# Guys that fish rivers and streams!



## carp (Oct 31, 2011)

Best river system, streams, or small creeks in Central Ohio for saugeyes!


----------



## Morrowtucky Mike (May 2, 2018)

I’ve never fished flowing water for them but I’d say probably the Sciota. That’s the one I hear about the most. Definitely something I want to learn more about.


----------



## Athens_Smallmouth (Jun 12, 2013)

From my experience, the Scioto River seems to be best. With all the stocked lakes that lead down to the Scioto, it definitely has a good concentration of them. In my opinion the next runner up is the Big Walnut, especially the southern stretch. There isn't much shore access down that way, but if you float with a kayak there are a few key spots that hold saugeye consistently. I prefer fishing for Saugeye in the flows and have a lot more confidence finding them in these systems.


----------



## Dillon.R.Nott (Oct 4, 2015)

Scioto for sure. Lots of dams that have fish but usually get hit pretty hard. I like fishing downstream of them find deep holes and you can get on them real good. Quality of fish seems to be greater on the rivers too


----------



## gohabs1985 (Mar 20, 2010)

Dillon.R.Nott said:


> Scioto for sure. Lots of dams that have fish but usually get hit pretty hard. I like fishing downstream of them find deep holes and you can get on them real good. Quality of fish seems to be greater on the rivers too


Are these spots on the Scioto wade-able or do you need a kayak/boat?


----------



## Dillon.R.Nott (Oct 4, 2015)

gohabs1985 said:


> Are these spots on the Scioto wade-able or do you need a kayak/boat?


I wade 100% of the time. Water was a bit down though this past fall so some of the spots i got to may be harder to get to in spring with normal water levels plus all the rain. If you have a pair of waders you will find a ton of holes on those rivers just gotta go out and explore them! That’s the fun part for me! Just stay safe


----------



## Snookhunter52 (Apr 1, 2019)

Yes I have caught some big fish in the scioto this past year. But I think I might do some exploring away from the dam this coming year. I'm also going to to expand into fishing the big walnut and south fork licking river while I wait for the scioto to clear up which might not happen till May. I have been hearing that people catch a good variety of species in those two waterways.


----------



## Govbarney (Jan 3, 2011)

Scioto , and your better off fishing from below the dams than above them. I'm sure someone out there has a great pattern for Griggs/Oshay Saugeyes, but I haven't found it yet.


----------



## carp (Oct 31, 2011)

Well after a little trial and error, Ive figure a lot of things out on the Miami, pretty quick. I guess my number one technique that paid off, was getting off beaten path, miles away from spillway,people, and catching fish without another boot track! Pretty much using same techniques I've used on the lake, jigs early, stickbaits after dark. Since this post probably take 20-25 or so fish. I'm dissecting each hole by casting baits, different directions, and angels both up and downstream. about equal amount of fish casting both directions. Have lost a lot of baits to the river but much more scenic. And yes I have permission where I've been walking!
———
Given request: Copy out the passage of the saugeye fishing thread from "Scioto , and" up to and including "I've been walking!".

Recorded data:
———
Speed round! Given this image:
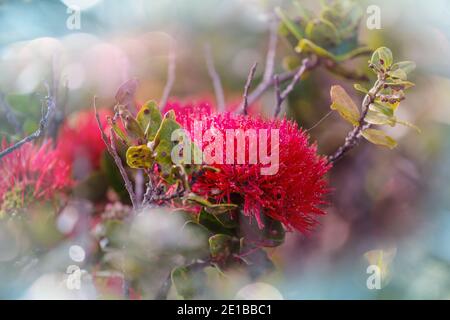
———
Written solution:
Scioto , and your better off fishing from below the dams than above them. I'm sure someone out there has a great pattern for Griggs/Oshay Saugeyes, but I haven't found it yet.


----------



## carp (Oct 31, 2011)

Well after a little trial and error, Ive figure a lot of things out on the Miami, pretty quick. I guess my number one technique that paid off, was getting off beaten path, miles away from spillway,people, and catching fish without another boot track! Pretty much using same techniques I've used on the lake, jigs early, stickbaits after dark. Since this post probably take 20-25 or so fish. I'm dissecting each hole by casting baits, different directions, and angels both up and downstream. about equal amount of fish casting both directions. Have lost a lot of baits to the river but much more scenic. And yes I have permission where I've been walking!